Exercise requirements: Among the entries below, count the lines that contain the word "Query". Respond with the count only.

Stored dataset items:
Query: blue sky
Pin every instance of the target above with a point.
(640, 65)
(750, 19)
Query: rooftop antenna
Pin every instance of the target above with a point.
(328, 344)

Worked solution: 2